* _Reading text_
My employer (who is also my best friend) has granted me the morning off to buy the iPhone whenever that happens.


----------



## iKevin (Jun 9, 2010)

July 23rd.. Not too shabby cept that I'll be working 4am till 12 noon that day, so I would assume it'll be long sold out by the time I get out of work.. 

Cough, cough.. I think I feel a sickness coming at the end of July.. 
a_a


----------



## Adguyy (Jun 11, 2008)

OMG, how did you know I wanted to buy a MacBook Pro? hehe:
15" i7, non-glossy


----------



## jakey (Jul 8, 2008)

July 23rd works for me. I'm off Thursday through Sunday... yippee! 

(Although lining up is out of the question. If it's going to be mall madness then I can wait a week or two.)


----------



## daniels (Jul 27, 2009)

i wonder if the only fido store in my city will be included in the iphone 4 launch, if not im going to have to go the next closest city which i am sure i will find a huge line up on the launch day.


----------



## amoda (Sep 23, 2005)

URG!! I leave to a country that doesn't have Steve's iPhone blessing (Egypt) on July 20th! I don't return till August 20! Sigh, if it doesn't come before the 20th it might as well be a late August release for me.


----------



## benmossm (Mar 10, 2008)

Haha! If it is the 23rd, awesome! I have to work Canada Day and the 23rd is our alternative day off instead, victory! If not, maybe I'll check them out in PEI (leaving for there the day after), anyone from there on here think it'll be nuts?


----------



## whatiwant (Feb 21, 2008)

i hope 23rd as well. I also hope we can pre-order via the apple online store. I leave for the UK & Finland on the 30th, would be great to be able to pop in an O2 sim card when I get there, and have access to all the goodness that being connected offers while in a foreign land.


----------



## thadley (Jul 8, 2008)

Benito said:


> I hope he is correct. I bet it will become available when I'm away at a conference in Europe for two weeks this July. Which will likely mean that I'll miss getting it right away and be affected by iPhone4 being sold out.

* _Data records_
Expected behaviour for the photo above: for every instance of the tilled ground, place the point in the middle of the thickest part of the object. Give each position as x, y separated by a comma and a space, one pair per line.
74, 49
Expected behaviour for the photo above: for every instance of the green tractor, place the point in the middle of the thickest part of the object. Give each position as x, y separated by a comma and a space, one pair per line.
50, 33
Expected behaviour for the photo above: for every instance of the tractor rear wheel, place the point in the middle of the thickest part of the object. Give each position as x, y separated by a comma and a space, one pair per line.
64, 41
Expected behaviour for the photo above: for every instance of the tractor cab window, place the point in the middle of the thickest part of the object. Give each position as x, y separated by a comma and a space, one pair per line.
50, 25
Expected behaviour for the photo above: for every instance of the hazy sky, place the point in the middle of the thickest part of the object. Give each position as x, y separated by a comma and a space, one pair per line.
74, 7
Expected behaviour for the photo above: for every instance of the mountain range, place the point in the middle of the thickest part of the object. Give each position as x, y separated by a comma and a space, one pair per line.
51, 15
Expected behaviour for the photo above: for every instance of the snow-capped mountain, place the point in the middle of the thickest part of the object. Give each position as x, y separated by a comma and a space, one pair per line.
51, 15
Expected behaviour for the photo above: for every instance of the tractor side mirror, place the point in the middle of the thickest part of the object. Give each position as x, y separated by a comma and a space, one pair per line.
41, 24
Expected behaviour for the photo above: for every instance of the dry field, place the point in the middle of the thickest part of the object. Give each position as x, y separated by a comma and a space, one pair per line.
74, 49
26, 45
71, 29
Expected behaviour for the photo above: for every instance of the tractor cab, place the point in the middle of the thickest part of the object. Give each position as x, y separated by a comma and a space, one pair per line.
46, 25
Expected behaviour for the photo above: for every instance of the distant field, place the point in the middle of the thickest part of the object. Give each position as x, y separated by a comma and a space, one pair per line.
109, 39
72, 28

---

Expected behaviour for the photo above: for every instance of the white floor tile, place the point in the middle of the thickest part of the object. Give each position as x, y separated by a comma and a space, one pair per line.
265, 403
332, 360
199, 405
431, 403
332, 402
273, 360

* _Written problem 1_
Summarize the iPhone launch thread in two sentences.
* _Written problem 2_
List every place that a poster in the iPhone launch thread says they will be traveling to.
* _Written problem 3_
Write what comes next in the iPhone launch thread, picking up after its final post.

* _Answer 1_
Forum members react to a possible July 23rd iPhone release by weighing the date against their work shifts, days off and travel plans. Some welcome the date or hope for online pre-ordering, while others expect to miss the launch or find the phone sold out because of work or trips abroad.

* _Answer 2_
Egypt, PEI, the UK, Finland, Europe

* _Answer 3_
What are the dates you're away? I'll start planning to get my iPhone 4 then.



Isn't that always the way it goes though? With my luck they'll do it on a weekday, with no preorder and I'll be stuck either taking a day off just for this (which I'm loathe to do) or chancing it at Eaton Centre at lunch hour.

Maybe half a day would work...


----------



## jakey (Jul 8, 2008)

I presume that anyone upgrading for the subsidized pricing would need to order from their carrier. Did the carriers have pre-orders for the 3GS last year?


----------



## fyrefly (Apr 16, 2005)

jakey said:


> I presume that anyone upgrading for the subsidized pricing would need to order from their carrier. Did the carriers have pre-orders for the 3GS last year?


AFAIK no-one had pre-orders last year. Not even Apple in Canada.


----------



## Joker Eh (Jan 22, 2008)

thadley said:


> What are the dates you're away? I'll start planning to get my iPhone 4 then.
> 
> 
> 
> ...


Why don't you call your provider and order over the phone and you will have you new iPhone 4 by Monday or Tuesday. Thats what I have done in the past, even on the release date.


----------



## Adguyy (Jun 11, 2008)

Apple Canada has never had pre-orders 
Maybe they will change that for the iPhone 4 (I hope)
July 5 is a good day to announce the pre-orders! 
Or we can all call Rogers/Fido/Bell on the day asking them when the phone will come out! LOL


----------



## thadley (Jul 8, 2008)

Joker Eh said:


> Why don't you call your provider and order over the phone and you will have you new iPhone 4 by Monday or Tuesday. Thats what I have done in the past, even on the release date.


Exactly, then I'd have it by Monday or Tuesday. That's WAY too late.

I'm half-kidding but, last time I did that, Fido took WEEKS to get it to me. I dropped by a store and they happened to have one, so I cancelled that and got one there. As for 3GS, supplies were enough that I just got one from the Fido store on launch day. I'm not confident on the carrier's ability to get me an iPhone 4 in good time.

I'm thinking I might buy the unlocked version straight from Apple, and hoping that they'll allow preorders on that. For that, I'll just have it delivered to my office, done and done. Expensive, but I think it will keep a solid resale value and, if I do want to switch when my 3 years are up next year and the iPhone 5 isn't my cup of tea, easy peasy. Or, keep it as a backup/travel phone.


----------



## daniels (Jul 27, 2009)

US and other 4 countries got to know 17 days before the iphone 4 was going to be released. So i assume sometime next week, will know when we are getting it.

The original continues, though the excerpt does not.